- YOUR INSTRUCTIONS:
Reproduce only the lines from the one containing "[spot] the sponsor" through the end of the rows, requests included, and shift every coordinate in the answers up by 145. Leave the pictures out.

- LISTING:
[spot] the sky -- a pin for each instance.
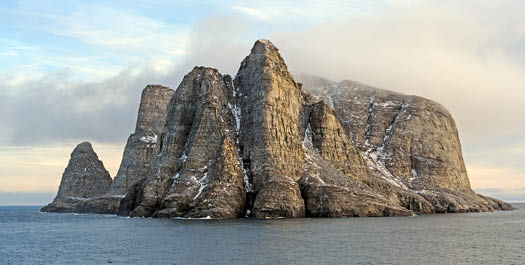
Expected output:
(72, 71)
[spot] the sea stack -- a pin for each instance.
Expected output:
(265, 146)
(84, 178)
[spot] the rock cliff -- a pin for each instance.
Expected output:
(140, 148)
(261, 145)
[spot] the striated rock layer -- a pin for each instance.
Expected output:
(140, 148)
(84, 183)
(263, 146)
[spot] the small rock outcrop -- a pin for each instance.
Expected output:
(84, 181)
(263, 146)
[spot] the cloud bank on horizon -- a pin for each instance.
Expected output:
(75, 73)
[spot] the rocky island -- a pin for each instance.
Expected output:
(263, 145)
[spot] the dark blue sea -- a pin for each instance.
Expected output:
(28, 236)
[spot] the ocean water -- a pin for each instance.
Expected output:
(30, 237)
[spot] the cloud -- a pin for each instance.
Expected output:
(463, 54)
(57, 109)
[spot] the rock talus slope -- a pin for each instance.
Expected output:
(260, 145)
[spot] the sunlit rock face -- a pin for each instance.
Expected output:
(408, 140)
(265, 146)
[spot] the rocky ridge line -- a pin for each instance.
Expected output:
(261, 146)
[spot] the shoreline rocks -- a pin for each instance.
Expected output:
(265, 146)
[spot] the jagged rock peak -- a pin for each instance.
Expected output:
(141, 146)
(83, 148)
(84, 177)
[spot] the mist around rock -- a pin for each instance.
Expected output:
(263, 145)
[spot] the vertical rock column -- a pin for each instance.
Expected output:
(139, 153)
(270, 135)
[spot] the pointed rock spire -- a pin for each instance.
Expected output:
(84, 177)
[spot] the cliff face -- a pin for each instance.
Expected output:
(408, 140)
(262, 146)
(197, 170)
(140, 148)
(84, 179)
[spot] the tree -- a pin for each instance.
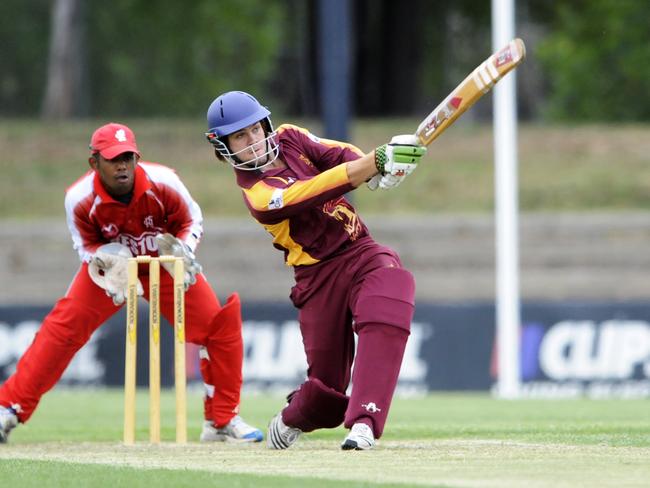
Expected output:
(65, 67)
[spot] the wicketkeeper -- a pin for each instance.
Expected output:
(294, 184)
(123, 207)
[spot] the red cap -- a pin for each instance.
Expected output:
(113, 139)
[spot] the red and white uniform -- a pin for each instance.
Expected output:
(160, 204)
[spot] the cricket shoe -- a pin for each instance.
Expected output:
(234, 431)
(280, 435)
(8, 421)
(360, 438)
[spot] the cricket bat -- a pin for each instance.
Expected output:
(478, 83)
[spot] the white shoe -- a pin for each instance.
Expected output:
(279, 435)
(8, 421)
(236, 430)
(360, 438)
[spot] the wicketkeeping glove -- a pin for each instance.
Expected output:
(396, 160)
(108, 270)
(168, 245)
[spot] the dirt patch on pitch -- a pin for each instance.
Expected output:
(454, 463)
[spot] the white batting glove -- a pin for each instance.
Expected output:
(108, 270)
(168, 245)
(396, 160)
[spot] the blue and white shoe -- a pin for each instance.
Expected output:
(280, 435)
(234, 431)
(360, 438)
(8, 421)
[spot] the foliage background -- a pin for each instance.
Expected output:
(587, 58)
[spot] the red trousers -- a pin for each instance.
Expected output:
(85, 307)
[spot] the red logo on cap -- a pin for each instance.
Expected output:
(113, 139)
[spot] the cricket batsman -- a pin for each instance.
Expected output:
(121, 208)
(294, 185)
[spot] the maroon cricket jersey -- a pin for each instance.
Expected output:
(303, 205)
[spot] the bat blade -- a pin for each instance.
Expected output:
(474, 86)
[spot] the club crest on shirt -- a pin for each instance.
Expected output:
(277, 199)
(110, 230)
(341, 210)
(371, 407)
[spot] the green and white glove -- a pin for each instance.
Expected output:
(168, 245)
(396, 160)
(108, 270)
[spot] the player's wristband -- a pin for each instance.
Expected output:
(380, 158)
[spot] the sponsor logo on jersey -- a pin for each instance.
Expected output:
(148, 221)
(277, 200)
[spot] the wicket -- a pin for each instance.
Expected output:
(154, 348)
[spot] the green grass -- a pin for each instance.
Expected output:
(562, 168)
(452, 440)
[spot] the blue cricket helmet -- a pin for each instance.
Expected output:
(234, 111)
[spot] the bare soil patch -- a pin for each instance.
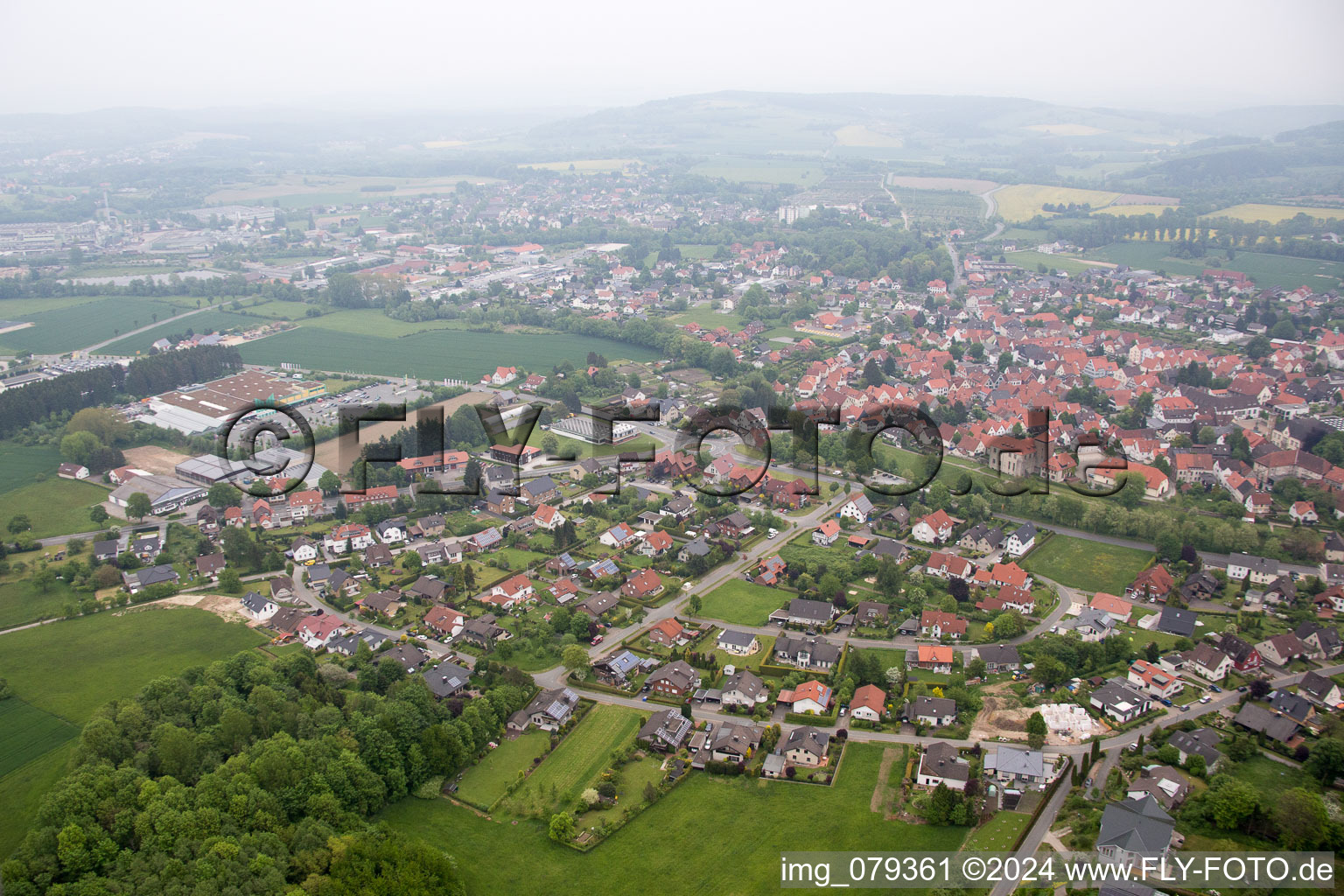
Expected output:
(155, 459)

- OUTPUT OF THE TASK:
[spot] the sponsor logo on jersey -- a pin for each instance.
Expected output:
(293, 366)
(422, 345)
[spot] the wicket -- a pin for each instance.
Expected output:
(299, 493)
[spot] the green grass -- a pin for each instance.
Expected output:
(707, 313)
(597, 585)
[spot] the blue cricket helmet -- a pin for each instance.
Expected output:
(379, 256)
[spot] the bare soil patch -- a pin for each instance.
Expected output:
(300, 604)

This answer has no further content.